What you will do
• A. In the renal tumor segmentation text, reproduce everything from "The usage of" down to "box were set.".
• B. In the renal tumor segmentation text, which contour colors show the ground truths and which show the segmentation results?
• C. Go on with the renal tumor segmentation text from where it stops.

Extract
The usage of VWCE loss made further improvement of the DSC. The DSCs increased by 1.2, 3.6, and 2.1% respectively when the margin of bounding box was set to 0, 5 and 10 pixels. In addition, the application of VWCE loss and MC can alleviate the outliers in the segmentation result. The values of HD and ASD decreased significantly. Finally, the highest DSCs of 0.834, 0.826 and 0.742 can be achieved respectively when different margins of bounding box were set.

Figure 7 Shows the 2D visualization of segmentation results with different parameters. Obviously, renal tumors cannot be segmented precisely without group training as shown in Fig. 7(a). With the application of group training, the over- or under-segmentation of tumors is significantly improved (Fig. 7b). However, the segmentations of the boundary are still imprecise. With the application of group training and VWCE loss function, the best segmentation results have been obtained as shown in Fig. 7(c)

Fig. 7
figure 7

The comparison of 2D segmentation results with different parameters: k = 0 with WCE loss (a), k = 3 with WCE loss (b), k = 3 with VWCE loss (c). Contours in green and red correspond to ground truths and segmentation results respectively

The DSC of each case in the testing dataset with different parameters is shown in Fig. 8. For testing dataset, it can be seen that our three-stage training strategy with VWCE loss has significantly improved the segmentation results in most images and achieves the best improvement of DSC.

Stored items
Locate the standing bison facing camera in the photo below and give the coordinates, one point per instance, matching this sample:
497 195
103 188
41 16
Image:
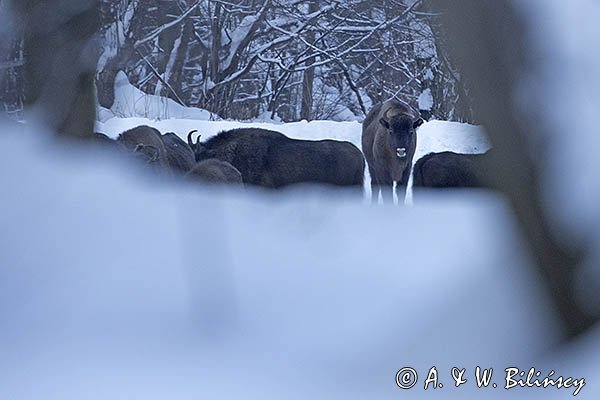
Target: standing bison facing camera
389 141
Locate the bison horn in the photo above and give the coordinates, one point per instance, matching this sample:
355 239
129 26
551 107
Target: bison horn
190 141
156 154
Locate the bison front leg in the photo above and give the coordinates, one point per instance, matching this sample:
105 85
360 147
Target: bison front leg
387 193
402 185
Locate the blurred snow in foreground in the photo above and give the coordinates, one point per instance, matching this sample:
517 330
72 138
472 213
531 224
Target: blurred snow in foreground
116 286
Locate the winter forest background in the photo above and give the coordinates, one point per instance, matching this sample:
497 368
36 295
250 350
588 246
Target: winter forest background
274 59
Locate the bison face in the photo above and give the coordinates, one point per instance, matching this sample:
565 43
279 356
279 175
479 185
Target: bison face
402 134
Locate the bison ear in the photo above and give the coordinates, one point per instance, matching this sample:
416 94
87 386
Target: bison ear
418 122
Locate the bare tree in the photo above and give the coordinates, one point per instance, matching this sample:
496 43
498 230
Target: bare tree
60 62
488 40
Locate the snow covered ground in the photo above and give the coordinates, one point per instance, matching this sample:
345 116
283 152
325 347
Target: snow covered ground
433 136
114 285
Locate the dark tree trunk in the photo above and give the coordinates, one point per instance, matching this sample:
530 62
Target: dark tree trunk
61 62
487 37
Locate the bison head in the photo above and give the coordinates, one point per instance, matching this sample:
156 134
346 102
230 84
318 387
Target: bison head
401 129
200 151
148 153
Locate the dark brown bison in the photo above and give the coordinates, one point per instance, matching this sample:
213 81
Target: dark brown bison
213 170
271 159
451 170
179 154
389 141
146 143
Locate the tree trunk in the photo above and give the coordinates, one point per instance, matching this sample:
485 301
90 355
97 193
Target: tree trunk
309 74
61 62
487 37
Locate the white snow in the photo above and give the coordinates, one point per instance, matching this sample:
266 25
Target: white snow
115 285
132 102
425 100
433 136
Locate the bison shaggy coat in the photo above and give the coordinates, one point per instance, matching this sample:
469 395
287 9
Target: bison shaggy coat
271 159
213 170
450 170
389 141
146 143
180 156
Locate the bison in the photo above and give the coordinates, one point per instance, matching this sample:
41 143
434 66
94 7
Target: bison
180 156
271 159
213 170
450 170
146 143
389 141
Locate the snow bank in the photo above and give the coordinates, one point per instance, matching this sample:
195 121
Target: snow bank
433 136
132 102
115 285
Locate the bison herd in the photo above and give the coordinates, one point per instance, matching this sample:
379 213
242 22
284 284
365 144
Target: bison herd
266 158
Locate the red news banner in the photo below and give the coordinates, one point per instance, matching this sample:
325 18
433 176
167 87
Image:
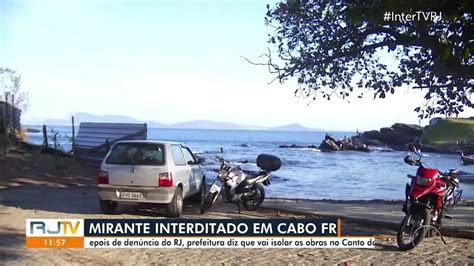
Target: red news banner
190 233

Answers by item number
• A.
The usage of VWCE loss made further improvement of the DSC. The DSCs increased by 1.2, 3.6, and 2.1% respectively when the margin of bounding box was set to 0, 5 and 10 pixels. In addition, the application of VWCE loss and MC can alleviate the outliers in the segmentation result. The values of HD and ASD decreased significantly. Finally, the highest DSCs of 0.834, 0.826 and 0.742 can be achieved respectively when different margins of bounding box were set.

• B. Green contours show the ground truths, and red contours show the segmentation results.

• C.
Fig. 8
figure 8

DSC of each case in the testing dataset with different parameters. The index of images is ranked according to the volume of renal tumors

Comparison with other methods

Three methods including two weakly-supervised methods (SDI and constrained-CNN) and one fully-supervised method (UNet) were used to compare with our proposed method. These methods are briefly summarized in Existing methods section. For model training, the computation time of our proposed method is about 48 h, the SDI method is about 80 h, and the constrained-CNN and fully-supervised UNet are about 24 h. for model testing, the computation time of our proposed method is similar to the fully-supervised method. Our network can generate the segmentation result of a single image in a few seconds

Table 3 is the comparison of segmentation results among our method, the other two existing weakly-supervised methods and fully-supervised method. We only compared the bounding box with d = 5 for simplicity. Experiments show that our method achieves the best results of DSC, HD and ASD, which are 0.826, 15.811 and 2.838 respectively. In terms of DSC, neither SDI nor Constrained-CNN reaches the values higher than 0.8. One thing worth to be mentioned is that the evaluation metrics are not improved effectively in SDI after MC since we deal with it in 2D situation. When the margin is lower than 5, the performance of our method is close to the results obtained by the fully-supervised UNet.

Table 3 Comparison of testing results with different methods

Figure 9 shows the comparison of segmentation results obtained by different methods. For SDI method, the shape of the segmented renal tumor in 3D is not continuous as shown in Fig. 9(b). Furthermore, SDI and Constrained-CNN still suffer from the under-segmentation problem. While, our proposed method (d) presents better segmentation results which are similar to the fully-supervised method (e) in visual.

Fig. 9
figure 9

The comparison of the results from three testing images obtained by different methods: 3D ground truth (a), SDI (b), Constrained-CNN(c), the proposed method (d) and fully-supervised method (e). Contours in green and red correspond to ground truth and segmentation results respectively

Discussion

According to our experimental results, our proposed weakly-supervised method can provide accurate renal tumor segmentation. The major difficulty for weakly-supervised methods is that feature maps learned by CNN models can be misled by under- or over-segmentation in the weak masks. Therefore, the key factor in weakly-supervised segmentation is to generate reliable masks from the input weak labels. In this paper, the application of pseudo masks generation and group training improve the quality of the weak masks used for the final CNN model training as shown in Tables 1 and 2.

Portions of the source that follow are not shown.